Given information: Begin
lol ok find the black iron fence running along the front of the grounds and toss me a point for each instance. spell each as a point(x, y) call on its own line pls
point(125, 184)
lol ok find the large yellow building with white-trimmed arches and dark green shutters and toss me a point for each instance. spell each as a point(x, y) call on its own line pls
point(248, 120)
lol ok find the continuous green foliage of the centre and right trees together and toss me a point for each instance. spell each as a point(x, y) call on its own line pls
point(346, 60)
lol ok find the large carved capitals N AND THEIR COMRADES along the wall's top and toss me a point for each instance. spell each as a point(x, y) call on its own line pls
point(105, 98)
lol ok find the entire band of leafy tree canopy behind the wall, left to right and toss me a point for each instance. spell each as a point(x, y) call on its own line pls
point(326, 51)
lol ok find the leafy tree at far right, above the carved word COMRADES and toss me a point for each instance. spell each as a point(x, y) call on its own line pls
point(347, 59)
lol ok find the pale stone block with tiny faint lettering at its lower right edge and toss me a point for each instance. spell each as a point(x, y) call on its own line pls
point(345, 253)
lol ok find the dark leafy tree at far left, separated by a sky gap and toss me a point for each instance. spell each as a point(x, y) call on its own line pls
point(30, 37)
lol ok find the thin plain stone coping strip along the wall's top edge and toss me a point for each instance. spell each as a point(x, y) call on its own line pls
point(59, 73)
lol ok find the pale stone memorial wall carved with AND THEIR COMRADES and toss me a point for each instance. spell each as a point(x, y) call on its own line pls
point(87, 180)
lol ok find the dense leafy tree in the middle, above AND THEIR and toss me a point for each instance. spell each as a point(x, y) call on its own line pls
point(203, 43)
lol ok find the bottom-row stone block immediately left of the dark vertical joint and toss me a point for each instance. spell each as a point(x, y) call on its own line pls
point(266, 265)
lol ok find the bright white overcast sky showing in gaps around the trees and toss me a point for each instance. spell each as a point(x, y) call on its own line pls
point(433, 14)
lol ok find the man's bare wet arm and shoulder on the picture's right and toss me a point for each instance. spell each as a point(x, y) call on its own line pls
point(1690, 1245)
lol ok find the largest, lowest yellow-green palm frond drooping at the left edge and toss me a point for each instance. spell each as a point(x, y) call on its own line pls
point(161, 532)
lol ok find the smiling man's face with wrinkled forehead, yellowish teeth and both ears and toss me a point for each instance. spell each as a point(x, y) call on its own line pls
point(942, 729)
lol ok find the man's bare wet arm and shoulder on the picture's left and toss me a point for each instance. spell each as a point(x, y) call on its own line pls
Given information: End
= Exercise brief =
A word-for-word copy of the full listing is required.

= Expected answer =
lol ok find the black iron fence running along the front of the grounds and toss me a point for each instance. spell each as a point(x, y) call on its own line pls
point(125, 184)
lol ok find the large yellow building with white-trimmed arches and dark green shutters and toss me a point for each instance. spell each as a point(x, y) call on its own line pls
point(248, 120)
lol ok find the continuous green foliage of the centre and right trees together and toss me a point for each instance. spell each as a point(x, y) call on its own line pls
point(346, 60)
lol ok find the large carved capitals N AND THEIR COMRADES along the wall's top and toss me a point for each instance. spell each as a point(x, y) call on its own line pls
point(105, 98)
lol ok find the entire band of leafy tree canopy behind the wall, left to right and toss me a point for each instance. spell each as a point(x, y) call on its own line pls
point(326, 51)
lol ok find the leafy tree at far right, above the carved word COMRADES and toss me a point for each instance. spell each as a point(x, y) call on its own line pls
point(347, 59)
lol ok find the pale stone block with tiny faint lettering at its lower right edge and toss me a point for each instance. spell each as a point(x, y) call on its own line pls
point(345, 253)
lol ok find the dark leafy tree at far left, separated by a sky gap and toss me a point for each instance. spell each as a point(x, y) call on its own line pls
point(30, 37)
lol ok find the thin plain stone coping strip along the wall's top edge and toss me a point for each instance. spell each as a point(x, y) call on its own line pls
point(59, 73)
lol ok find the pale stone memorial wall carved with AND THEIR COMRADES and toss me a point for each instance. spell each as a point(x, y) call on its own line pls
point(87, 180)
lol ok find the dense leafy tree in the middle, above AND THEIR and toss me a point for each instance. spell each as a point(x, y) call on its own line pls
point(203, 43)
lol ok find the bottom-row stone block immediately left of the dark vertical joint and toss me a point for each instance. spell each as a point(x, y) call on its own line pls
point(266, 265)
lol ok find the bright white overcast sky showing in gaps around the trees and toss me a point for each instance. spell each as a point(x, y) call on its own line pls
point(433, 14)
lol ok find the man's bare wet arm and shoulder on the picture's right and toss me a point for each instance. spell each as a point(x, y) call on its own line pls
point(1690, 1245)
lol ok find the largest, lowest yellow-green palm frond drooping at the left edge and toss me a point for each instance. spell each as a point(x, y) call on its own line pls
point(161, 532)
lol ok find the smiling man's face with wrinkled forehead, yellowish teeth and both ears and toss me a point for each instance. spell each as a point(x, y) call on its own line pls
point(942, 729)
lol ok find the man's bare wet arm and shoulder on the picture's left and toss me a point for each instance. spell each as a point(x, y) call on its own line pls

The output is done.